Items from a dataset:
>>>>

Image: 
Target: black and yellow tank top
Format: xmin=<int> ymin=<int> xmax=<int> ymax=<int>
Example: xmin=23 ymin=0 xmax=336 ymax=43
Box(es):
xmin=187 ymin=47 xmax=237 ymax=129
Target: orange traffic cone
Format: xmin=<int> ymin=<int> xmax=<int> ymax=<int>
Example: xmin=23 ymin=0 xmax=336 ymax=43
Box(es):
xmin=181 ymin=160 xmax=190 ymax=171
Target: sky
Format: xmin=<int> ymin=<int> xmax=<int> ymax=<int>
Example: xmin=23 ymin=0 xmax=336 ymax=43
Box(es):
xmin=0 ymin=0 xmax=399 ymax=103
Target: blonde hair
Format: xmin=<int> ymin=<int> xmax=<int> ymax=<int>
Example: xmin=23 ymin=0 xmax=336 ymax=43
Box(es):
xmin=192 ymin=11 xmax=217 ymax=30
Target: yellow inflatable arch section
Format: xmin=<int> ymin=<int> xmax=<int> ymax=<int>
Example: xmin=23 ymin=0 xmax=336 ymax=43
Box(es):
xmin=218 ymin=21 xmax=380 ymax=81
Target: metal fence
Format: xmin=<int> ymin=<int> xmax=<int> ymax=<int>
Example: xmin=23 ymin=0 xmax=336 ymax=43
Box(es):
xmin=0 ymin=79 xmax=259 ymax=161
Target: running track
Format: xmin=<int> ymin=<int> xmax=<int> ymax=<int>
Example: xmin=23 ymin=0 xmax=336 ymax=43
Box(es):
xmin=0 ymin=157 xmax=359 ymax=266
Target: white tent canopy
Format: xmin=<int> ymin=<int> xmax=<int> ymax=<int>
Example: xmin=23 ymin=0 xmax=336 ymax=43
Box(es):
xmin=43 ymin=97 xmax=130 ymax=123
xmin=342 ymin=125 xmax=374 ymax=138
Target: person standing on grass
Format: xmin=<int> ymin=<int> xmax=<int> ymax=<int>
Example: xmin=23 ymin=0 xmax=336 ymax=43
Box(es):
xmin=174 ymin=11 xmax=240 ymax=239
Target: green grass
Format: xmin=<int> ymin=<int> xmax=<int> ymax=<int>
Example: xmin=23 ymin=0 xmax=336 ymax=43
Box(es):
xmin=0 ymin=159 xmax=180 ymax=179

<<<<

**STATED EXERCISE**
Rewrite every row above, changing each "Target" to "Object" and leaving all other text unchanged.

**THE RESPONSE**
Image: 
Object: black and yellow tank top
Format: xmin=<int> ymin=<int> xmax=<int> ymax=<int>
Example: xmin=23 ymin=0 xmax=336 ymax=43
Box(es):
xmin=187 ymin=47 xmax=237 ymax=129
Object: orange traffic cone
Format: xmin=<int> ymin=<int> xmax=<int> ymax=<int>
Example: xmin=23 ymin=0 xmax=336 ymax=43
Box(es):
xmin=181 ymin=160 xmax=190 ymax=171
Object: sky
Format: xmin=<int> ymin=<int> xmax=<int> ymax=<int>
Example: xmin=23 ymin=0 xmax=336 ymax=43
Box(es):
xmin=0 ymin=0 xmax=399 ymax=103
Object: blonde hair
Format: xmin=<int> ymin=<int> xmax=<int> ymax=<int>
Example: xmin=23 ymin=0 xmax=336 ymax=43
Box(es):
xmin=192 ymin=11 xmax=217 ymax=30
Object: yellow inflatable arch section
Format: xmin=<int> ymin=<int> xmax=<int> ymax=<int>
Example: xmin=23 ymin=0 xmax=336 ymax=43
Box(es):
xmin=218 ymin=21 xmax=380 ymax=81
Object: metal fence
Format: xmin=<int> ymin=<int> xmax=<int> ymax=<int>
Example: xmin=23 ymin=0 xmax=336 ymax=43
Box(es):
xmin=0 ymin=79 xmax=259 ymax=161
Object: running track
Format: xmin=<int> ymin=<int> xmax=<int> ymax=<int>
Example: xmin=23 ymin=0 xmax=336 ymax=43
Box(es):
xmin=0 ymin=157 xmax=359 ymax=266
Object: white tent canopy
Format: xmin=<int> ymin=<int> xmax=<int> ymax=<int>
Example: xmin=23 ymin=0 xmax=336 ymax=43
Box(es):
xmin=43 ymin=97 xmax=130 ymax=123
xmin=342 ymin=125 xmax=374 ymax=138
Object: person standing on grass
Format: xmin=<int> ymin=<int> xmax=<int> ymax=<int>
Example: xmin=23 ymin=0 xmax=336 ymax=43
Box(es):
xmin=174 ymin=11 xmax=240 ymax=239
Object: green grass
Format: xmin=<int> ymin=<int> xmax=<int> ymax=<int>
Example: xmin=23 ymin=0 xmax=336 ymax=43
Box(es):
xmin=0 ymin=159 xmax=180 ymax=179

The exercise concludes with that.